* Excerpt:
▬▬▬▬▬▬
Undergraduate study - 2020 entry

Degree Programme Specification 2019/2020

MA (Hons) French and Linguistics

To give you an idea of what to expect from this programme, we publish the latest available information. This information is created when new programmes are established and is only updated periodically as programmes are formally reviewed. It is therefore only accurate on the date of last revision.
Awarding institution: The University of Edinburgh
Teaching institution: The University of Edinburgh
Programme accredited by: N/A
Final award: MA (Hons)
Programme title: French and Linguistics
UCAS code: RQ11
Relevant QAA subject benchmarking group(s): ‘Languages’, ‘Area Studies’ and ‘Linguistics’
Postholder with overall responsibility for QA: Head of School of Literatures, Languages and Cultures
Date of production/revision: May 2012

External summary

Beyond the intensive study of the French language, French Studies at Edinburgh allows you to explore the exciting contribution of French speakers to world culture. Some of the most striking literary texts ever written are in French, French cinema is one of the world’s richest and Paris has long been the centre of the art world. French political and philosophical ideas have played a central role in creating our modern civilisation. As a large subject area, the French Section at Edinburgh can offer undergraduates a wide range of courses spanning from the Middle Ages to the twenty-first century, including specialist options in literature, film and politics taught by leading specialists in their field.

There are high-quality resources to support French students in Edinburgh: in the most recent RAE, 55% of research in French Section was rated as 4* world-leading or 3* internationally excellent. The National Library of Scotland has one of the best French collections in Britain and the University Library holds a very extensive collection of books, journals and electronic resources. Edinburgh is home to the Institut Francais d’Ecosse which runs regular lectures, films, exhibitions and concerts related to French culture. You will also have the opportunity to join the successful French drama group Les Escogriffes, which has performed at the Edinburgh Festival Fringe.  You will spend a year working or studying in France as part of your degree. You may attend a university, work as a language assistant in a school, or gain work experience independently. The French Section has numerous exchange programmes (through Erasmus) with prestigious universities and Grandes Ecoles in France and Belgium (Paris IV Sorbonne, Paris Dauphine, Institut d’Etudes Politiques Lyon, Rennes and Grenoble, Université Libre de Bruxelles, etc.), which provide high quality courses.

Linguistics is concerned with learning more about how language is acquired, produced and understood; how language functions in interaction between individuals and in society; what its abstract structure is and how it is represented in the brain; and how language changes over time.  Students studying Linguistics as part of their degree programme gain the ability to identify and clearly describe the systematicity underlying complex surface-level systems.

Educational aims of programme

The MA Honours French and Linguistics degree programme at Edinburgh is designed to develop the student’s interest in, and complex knowledge and understanding of the target country or countries, including their language, history, culture and social issues.  This degree programme at Edinburgh is designed to develop the student’s interest in, and complex knowledge and understanding of the target country or countries, including their language, history, culture and social issues.  Students will develop the relevance of linguistic theoretical concepts and methods to the study of English.

Furthermore, they will develop key generic skills in critical thinking, conceptual analysis, research, and written and oral articulation of information and argument.
▬▬▬▬▬▬
* Stored records:

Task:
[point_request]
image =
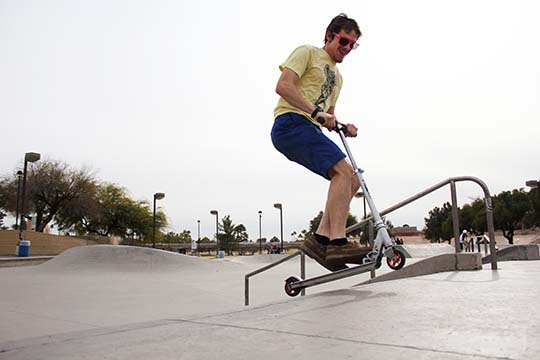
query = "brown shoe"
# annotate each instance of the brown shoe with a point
(349, 253)
(317, 252)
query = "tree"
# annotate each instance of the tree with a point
(51, 186)
(533, 216)
(2, 215)
(509, 210)
(437, 224)
(113, 212)
(183, 237)
(230, 234)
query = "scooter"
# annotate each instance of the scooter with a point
(383, 245)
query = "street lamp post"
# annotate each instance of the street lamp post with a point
(19, 177)
(215, 212)
(28, 157)
(260, 232)
(534, 184)
(280, 207)
(157, 196)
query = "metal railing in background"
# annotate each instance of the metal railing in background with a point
(455, 218)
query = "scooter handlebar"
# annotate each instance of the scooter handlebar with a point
(339, 126)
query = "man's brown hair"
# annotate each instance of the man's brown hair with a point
(342, 22)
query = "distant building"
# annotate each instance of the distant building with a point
(406, 231)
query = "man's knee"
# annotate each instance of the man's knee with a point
(355, 186)
(343, 169)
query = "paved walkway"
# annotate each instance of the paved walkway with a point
(117, 303)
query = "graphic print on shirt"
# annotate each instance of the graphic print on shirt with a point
(327, 87)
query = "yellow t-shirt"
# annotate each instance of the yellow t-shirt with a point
(320, 81)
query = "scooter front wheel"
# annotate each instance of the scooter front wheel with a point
(397, 262)
(290, 291)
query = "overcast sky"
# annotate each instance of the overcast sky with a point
(177, 97)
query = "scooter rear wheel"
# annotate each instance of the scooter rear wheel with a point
(398, 262)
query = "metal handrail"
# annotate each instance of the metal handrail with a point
(455, 219)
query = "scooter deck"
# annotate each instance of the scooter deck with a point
(337, 275)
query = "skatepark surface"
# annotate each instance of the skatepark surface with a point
(119, 302)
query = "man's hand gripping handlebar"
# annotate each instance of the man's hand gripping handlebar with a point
(349, 130)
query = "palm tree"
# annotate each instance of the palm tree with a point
(230, 234)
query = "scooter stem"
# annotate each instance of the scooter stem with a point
(383, 238)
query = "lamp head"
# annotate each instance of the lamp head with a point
(31, 157)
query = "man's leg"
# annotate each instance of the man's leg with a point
(343, 186)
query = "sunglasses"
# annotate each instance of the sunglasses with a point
(344, 41)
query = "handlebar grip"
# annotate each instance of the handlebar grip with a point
(339, 127)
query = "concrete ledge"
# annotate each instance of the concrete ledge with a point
(435, 264)
(23, 261)
(516, 252)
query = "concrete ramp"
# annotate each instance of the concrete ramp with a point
(123, 258)
(432, 265)
(426, 250)
(516, 252)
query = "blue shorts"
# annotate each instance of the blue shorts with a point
(303, 142)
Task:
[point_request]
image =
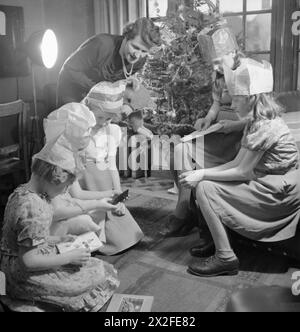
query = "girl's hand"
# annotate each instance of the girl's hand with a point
(191, 179)
(106, 206)
(78, 257)
(120, 211)
(202, 124)
(107, 194)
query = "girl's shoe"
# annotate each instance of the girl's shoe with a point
(203, 251)
(214, 267)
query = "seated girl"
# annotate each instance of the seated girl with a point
(257, 194)
(34, 269)
(105, 100)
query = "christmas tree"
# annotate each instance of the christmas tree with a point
(176, 73)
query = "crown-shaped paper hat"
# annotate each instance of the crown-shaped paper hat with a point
(217, 42)
(58, 155)
(106, 97)
(250, 78)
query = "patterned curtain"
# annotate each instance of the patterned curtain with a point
(112, 15)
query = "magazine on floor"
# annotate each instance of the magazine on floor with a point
(130, 303)
(88, 241)
(212, 129)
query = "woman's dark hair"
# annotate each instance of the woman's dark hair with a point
(146, 29)
(52, 174)
(265, 106)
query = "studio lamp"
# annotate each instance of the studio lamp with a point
(41, 49)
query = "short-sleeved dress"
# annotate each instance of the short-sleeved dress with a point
(266, 209)
(121, 232)
(96, 60)
(26, 224)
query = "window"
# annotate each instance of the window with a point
(251, 20)
(2, 24)
(297, 43)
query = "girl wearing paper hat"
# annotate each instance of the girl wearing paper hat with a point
(69, 130)
(218, 47)
(35, 272)
(256, 195)
(105, 100)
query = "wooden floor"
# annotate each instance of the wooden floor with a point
(157, 266)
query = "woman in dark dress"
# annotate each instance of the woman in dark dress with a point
(106, 57)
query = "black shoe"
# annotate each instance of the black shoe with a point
(178, 228)
(203, 251)
(213, 267)
(183, 231)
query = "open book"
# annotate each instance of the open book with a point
(130, 303)
(212, 129)
(88, 241)
(2, 284)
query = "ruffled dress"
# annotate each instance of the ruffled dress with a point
(26, 225)
(266, 209)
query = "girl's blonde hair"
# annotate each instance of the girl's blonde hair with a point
(265, 107)
(52, 174)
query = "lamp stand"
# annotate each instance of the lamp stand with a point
(35, 140)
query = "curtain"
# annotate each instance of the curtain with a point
(112, 15)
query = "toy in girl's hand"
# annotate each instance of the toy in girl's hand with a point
(120, 198)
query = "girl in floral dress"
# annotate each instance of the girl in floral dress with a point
(34, 269)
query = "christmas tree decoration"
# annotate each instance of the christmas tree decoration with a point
(179, 78)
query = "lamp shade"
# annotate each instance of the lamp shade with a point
(42, 49)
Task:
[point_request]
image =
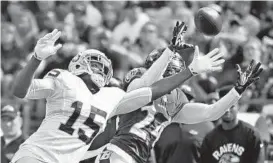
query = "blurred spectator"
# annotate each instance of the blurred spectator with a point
(11, 123)
(181, 143)
(110, 16)
(25, 23)
(129, 30)
(224, 145)
(148, 41)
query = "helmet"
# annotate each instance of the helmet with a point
(176, 65)
(94, 63)
(133, 74)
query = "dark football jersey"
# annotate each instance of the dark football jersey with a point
(241, 144)
(139, 130)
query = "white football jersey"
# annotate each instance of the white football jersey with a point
(74, 116)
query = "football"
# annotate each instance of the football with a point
(208, 21)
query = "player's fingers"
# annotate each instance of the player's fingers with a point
(256, 74)
(188, 46)
(213, 52)
(196, 52)
(56, 36)
(184, 30)
(253, 80)
(54, 32)
(238, 68)
(217, 68)
(257, 67)
(49, 35)
(249, 68)
(218, 62)
(57, 47)
(217, 56)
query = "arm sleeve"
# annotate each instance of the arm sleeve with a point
(205, 152)
(132, 101)
(154, 73)
(256, 149)
(41, 88)
(187, 113)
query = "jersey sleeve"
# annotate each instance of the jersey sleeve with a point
(188, 112)
(205, 152)
(154, 73)
(255, 149)
(132, 101)
(43, 88)
(176, 101)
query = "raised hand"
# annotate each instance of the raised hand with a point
(177, 40)
(45, 46)
(207, 63)
(247, 77)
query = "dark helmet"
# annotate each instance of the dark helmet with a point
(176, 65)
(131, 75)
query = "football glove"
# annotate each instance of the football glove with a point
(249, 76)
(177, 42)
(207, 63)
(45, 46)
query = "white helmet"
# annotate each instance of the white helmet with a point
(95, 63)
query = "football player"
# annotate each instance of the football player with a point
(139, 130)
(77, 103)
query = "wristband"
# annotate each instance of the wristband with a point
(37, 57)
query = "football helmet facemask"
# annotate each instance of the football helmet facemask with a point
(94, 63)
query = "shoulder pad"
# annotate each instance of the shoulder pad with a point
(54, 73)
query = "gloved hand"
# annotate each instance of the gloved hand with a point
(249, 76)
(177, 43)
(45, 46)
(207, 63)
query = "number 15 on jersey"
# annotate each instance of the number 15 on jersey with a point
(67, 127)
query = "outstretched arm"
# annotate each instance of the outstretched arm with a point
(134, 100)
(192, 113)
(155, 72)
(43, 49)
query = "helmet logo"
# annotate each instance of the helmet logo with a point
(76, 58)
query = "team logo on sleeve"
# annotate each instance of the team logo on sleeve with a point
(229, 153)
(136, 72)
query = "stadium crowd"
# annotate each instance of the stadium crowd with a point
(127, 32)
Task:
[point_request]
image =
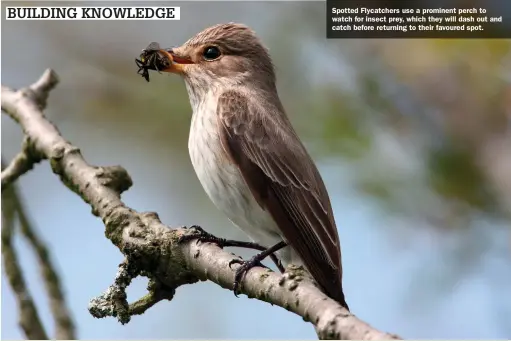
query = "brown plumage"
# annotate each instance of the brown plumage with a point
(249, 158)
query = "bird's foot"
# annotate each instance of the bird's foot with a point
(243, 269)
(254, 261)
(202, 236)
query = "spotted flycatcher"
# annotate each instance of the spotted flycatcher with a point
(249, 158)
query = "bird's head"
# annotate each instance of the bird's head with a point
(222, 53)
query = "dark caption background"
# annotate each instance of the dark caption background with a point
(494, 8)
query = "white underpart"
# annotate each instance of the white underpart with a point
(222, 180)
▬▬▬▬▬▬
* Instructions for the task: Repeat the passage from the French and Linguistics program description above word for word, from "Beyond the intensive" to "in their field.".

* Written solution:
Beyond the intensive study of the French language, French Studies at Edinburgh allows you to explore the exciting contribution of French speakers to world culture. Some of the most striking literary texts ever written are in French, French cinema is one of the world’s richest and Paris has long been the centre of the art world. French political and philosophical ideas have played a central role in creating our modern civilisation. As a large subject area, the French Section at Edinburgh can offer undergraduates a wide range of courses spanning from the Middle Ages to the twenty-first century, including specialist options in literature, film and politics taught by leading specialists in their field.